尽管在这段历史过程中颠沛流离,汪敬熙依然尽可能地创造条件开展研究工作,例如他基于蝌蚪开展胚胎研究,在胚胎期对中枢系统进行有计划地损伤,观察其发育的状况,从而判断一种行为是先天的还是后天发育而来的。这一系列相关的论文发表在1940年的《Science》和《Journal of Physiology》上。汪敬熙在1942年还写了一篇《胚胎行为研究的历史》,在文献获取极度困难的情况下,他系统总结了胚胎行为研究的历史,并前瞻性地提出胚胎生理研究可能是最有前景的新趋势。上述计划性损伤胚胎中枢并观察对心理行为的发育和影响等方面的研究,回答了心理学中有关本能的一些根本性问题。

当时,英国科学家李约瑟(Noel Joseph Terence Montgomery Needham,英国皇家科学院院士,对现代中西文化交流影响深远,曾提出过著名的“李约瑟难题”)教授1943年来到重庆,创建中英科学合作馆并担任馆长,他为战时中国优秀科学家在西方科学杂志发表研究成果作出了很大的努力,也结识了汪敬熙。第二次世界大战结束后,朱利安·赫胥黎(Julian Sorell Huxley,1887-1975,英国皇家科学院院士,祖父是进化论支持者托马斯·赫胥黎)和李约瑟等推动建立联合国教科文组织(United Nations Educational, Scientific and Cultural Organization,缩写作 UNESCO),组织于1945年11月16日成立,旨在通过教育、科学及文化来促进各国之间合作,对和平与安全作出贡献,赫胥黎担任第一届总干事。而李约瑟则于1946-1948年担任其中自然科学部(Division of Natural Science)主任,后于1948年推荐汪敬熙担任科学组织部(Division of Scientific Organizations)主任。
○ ○ ○
● **待完成任务**
把上面介绍汪敬熙的这篇阅读材料从头到尾完整照录一遍，不得增删改动。
○ ○ ○
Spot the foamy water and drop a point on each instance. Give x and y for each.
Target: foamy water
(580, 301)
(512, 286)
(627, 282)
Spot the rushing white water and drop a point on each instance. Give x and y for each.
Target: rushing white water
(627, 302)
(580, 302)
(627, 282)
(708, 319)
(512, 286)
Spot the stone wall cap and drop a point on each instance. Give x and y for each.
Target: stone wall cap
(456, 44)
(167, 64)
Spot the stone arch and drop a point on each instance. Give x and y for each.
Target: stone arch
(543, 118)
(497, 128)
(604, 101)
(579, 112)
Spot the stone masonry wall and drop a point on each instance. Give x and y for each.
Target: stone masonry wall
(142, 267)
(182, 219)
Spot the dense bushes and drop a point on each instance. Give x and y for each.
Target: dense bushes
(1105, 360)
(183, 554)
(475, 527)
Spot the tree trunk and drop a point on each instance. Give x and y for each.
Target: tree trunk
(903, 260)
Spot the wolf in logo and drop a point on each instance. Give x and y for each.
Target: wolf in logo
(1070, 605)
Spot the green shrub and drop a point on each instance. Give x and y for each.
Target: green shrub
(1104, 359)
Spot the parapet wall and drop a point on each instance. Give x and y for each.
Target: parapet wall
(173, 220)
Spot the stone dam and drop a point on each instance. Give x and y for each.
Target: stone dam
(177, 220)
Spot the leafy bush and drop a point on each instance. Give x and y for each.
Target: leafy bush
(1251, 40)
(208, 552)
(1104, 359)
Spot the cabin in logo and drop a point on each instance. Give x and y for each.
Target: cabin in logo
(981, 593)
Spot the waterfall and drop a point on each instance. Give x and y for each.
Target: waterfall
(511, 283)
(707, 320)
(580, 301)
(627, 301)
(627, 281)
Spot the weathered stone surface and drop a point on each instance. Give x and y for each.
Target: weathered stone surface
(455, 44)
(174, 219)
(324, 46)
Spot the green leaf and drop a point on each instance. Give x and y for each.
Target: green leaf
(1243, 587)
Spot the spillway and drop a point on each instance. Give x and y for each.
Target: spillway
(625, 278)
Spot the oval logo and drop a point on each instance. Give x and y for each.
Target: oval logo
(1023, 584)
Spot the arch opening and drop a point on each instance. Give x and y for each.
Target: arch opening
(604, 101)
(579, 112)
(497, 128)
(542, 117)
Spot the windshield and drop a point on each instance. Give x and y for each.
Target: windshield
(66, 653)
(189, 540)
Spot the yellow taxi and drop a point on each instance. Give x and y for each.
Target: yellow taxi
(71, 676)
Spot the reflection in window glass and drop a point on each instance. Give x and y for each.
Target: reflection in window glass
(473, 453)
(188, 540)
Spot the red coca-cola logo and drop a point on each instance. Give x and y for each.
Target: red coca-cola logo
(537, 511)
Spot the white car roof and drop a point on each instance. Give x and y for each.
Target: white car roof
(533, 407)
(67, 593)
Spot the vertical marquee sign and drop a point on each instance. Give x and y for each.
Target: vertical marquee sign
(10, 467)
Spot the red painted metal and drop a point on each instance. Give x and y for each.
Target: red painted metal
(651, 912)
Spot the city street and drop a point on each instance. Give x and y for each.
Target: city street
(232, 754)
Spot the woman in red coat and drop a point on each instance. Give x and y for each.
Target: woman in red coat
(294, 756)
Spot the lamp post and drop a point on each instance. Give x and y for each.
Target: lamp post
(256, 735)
○ ○ ○
● **任务答案**
尽管在这段历史过程中颠沛流离,汪敬熙依然尽可能地创造条件开展研究工作,例如他基于蝌蚪开展胚胎研究,在胚胎期对中枢系统进行有计划地损伤,观察其发育的状况,从而判断一种行为是先天的还是后天发育而来的。这一系列相关的论文发表在1940年的《Science》和《Journal of Physiology》上。汪敬熙在1942年还写了一篇《胚胎行为研究的历史》,在文献获取极度困难的情况下,他系统总结了胚胎行为研究的历史,并前瞻性地提出胚胎生理研究可能是最有前景的新趋势。上述计划性损伤胚胎中枢并观察对心理行为的发育和影响等方面的研究,回答了心理学中有关本能的一些根本性问题。

当时,英国科学家李约瑟(Noel Joseph Terence Montgomery Needham,英国皇家科学院院士,对现代中西文化交流影响深远,曾提出过著名的“李约瑟难题”)教授1943年来到重庆,创建中英科学合作馆并担任馆长,他为战时中国优秀科学家在西方科学杂志发表研究成果作出了很大的努力,也结识了汪敬熙。第二次世界大战结束后,朱利安·赫胥黎(Julian Sorell Huxley,1887-1975,英国皇家科学院院士,祖父是进化论支持者托马斯·赫胥黎)和李约瑟等推动建立联合国教科文组织(United Nations Educational, Scientific and Cultural Organization,缩写作 UNESCO),组织于1945年11月16日成立,旨在通过教育、科学及文化来促进各国之间合作,对和平与安全作出贡献,赫胥黎担任第一届总干事。而李约瑟则于1946-1948年担任其中自然科学部(Division of Natural Science)主任,后于1948年推荐汪敬熙担任科学组织部(Division of Scientific Organizations)主任。